- **THE TASK**:
Continue the passage on self-managed small businesses from its final sentence.

- **TEXT BLOCK**:
━━━━━━━━━━━━━━━━━━━━
There is also the joy that comes from successfully empowering employees to be all they can be. We can give them autonomy, a self-directing freedom to make decisions independent of management, yet aligned with company goals. We could also create a self-managed workplace in which our staff becomes totally accountable for their own contribution to the company's success.

Since 2007, I've worked with owners of very small businesses. Most of my coaching and consulting focuses on transitioning the organization so that the owner has the freedom to choose the relationship he or she wants with the business.

To give owners more freedom often requires that employees take on more and different responsibilities, work more independently and be given the clout to make decisions and live by them. Client successes vary based on why they initially decide to move to self-management. This shift is no small feat, but I think self-management is in the air.

If you're not familiar with the benefits of owning a self-managed company, here are a few. You'll likely enjoy:

• Working less as an employee and more as a business owner

• Working less — period

• Increased employee productivity

• Increased retention

• Greater overall employee satisfaction

Every business owner will define and describe their idea of what they mean by a self-managed company. Depending on the benefits they want to gain, they'll choose the level of implementation that is right for them. Curious? Here's a Q&A list regarding the self-managed workplace.
━━━━━━━━━━━━━━━━━━━━
- **INPUT DATA**:
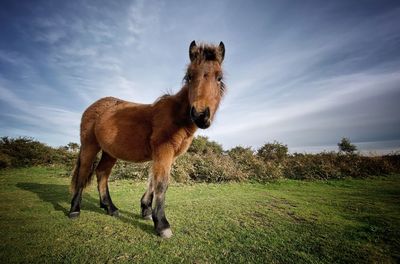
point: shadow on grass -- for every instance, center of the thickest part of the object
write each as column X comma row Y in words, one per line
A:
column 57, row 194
━━━━━━━━━━━━━━━━━━━━
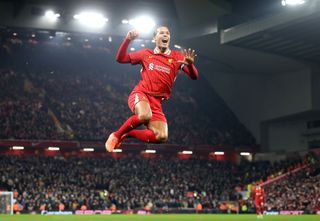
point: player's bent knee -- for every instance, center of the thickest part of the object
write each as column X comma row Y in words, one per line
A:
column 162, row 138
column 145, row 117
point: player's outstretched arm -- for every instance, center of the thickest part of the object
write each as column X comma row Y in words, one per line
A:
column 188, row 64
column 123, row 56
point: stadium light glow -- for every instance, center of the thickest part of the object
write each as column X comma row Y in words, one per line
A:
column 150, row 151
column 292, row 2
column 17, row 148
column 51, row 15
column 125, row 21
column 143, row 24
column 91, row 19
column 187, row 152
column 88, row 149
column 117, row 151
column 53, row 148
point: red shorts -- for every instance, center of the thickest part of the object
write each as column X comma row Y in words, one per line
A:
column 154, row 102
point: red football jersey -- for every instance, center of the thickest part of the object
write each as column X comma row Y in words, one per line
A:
━━━━━━━━━━━━━━━━━━━━
- **EXERCISE OUTPUT**:
Who self-manages?

Your employees — at all levels — manage themselves to be fully accountable to their own project, their team, and their management and company goals.

With whom does self-management begin and end?

You and your managers may be the first employees to implement self-management. If your managers directly report to you, then you become less involved in managing them. They, in turn, become less involved in managing supervisors, project leaders and staff, which may include entry-level individuals. New hires should be introduced to self-management during their onboarding. Job candidates should become aware that your culture supports self-management, and interviewers should pose questions that elicit the candidate's experience and comfort level regarding being self-directed and fully accountable for performance outcomes.

What is the manager's job in the new self-management workplace?

Today's managers become leaders. They choose the overall direction of the company, a business, a product, a service, a department and so on. They set measurable outcomes with input from today's self-managed employees. They set the stage for employee success and facilitate only when required.

What's the employee's job in the new self-management workplace?

Today's employees manage their own tasks, run their own projects and solve their own problems with minimal direction from management. They may be customer-facing for the first time. They are empowered to contribute innovations and new directions, especially in their own areas of expertise. In companies where transparency is valued, employees are taught business skills so they can participate in business decision-making.

What are self-managed teams?

A self-managed (a.k.a. self-directed) team is a group of employees who work together setting strategy, goals, schedules, budgets and so on for a service, product or department. Some companies begin a self-managed workplace by creating self-directed teams. For instance, field crew could transition into a self-directed team by relying less on a working supervisor to manage them.

When should a business owner decide to implement a self-managed environment?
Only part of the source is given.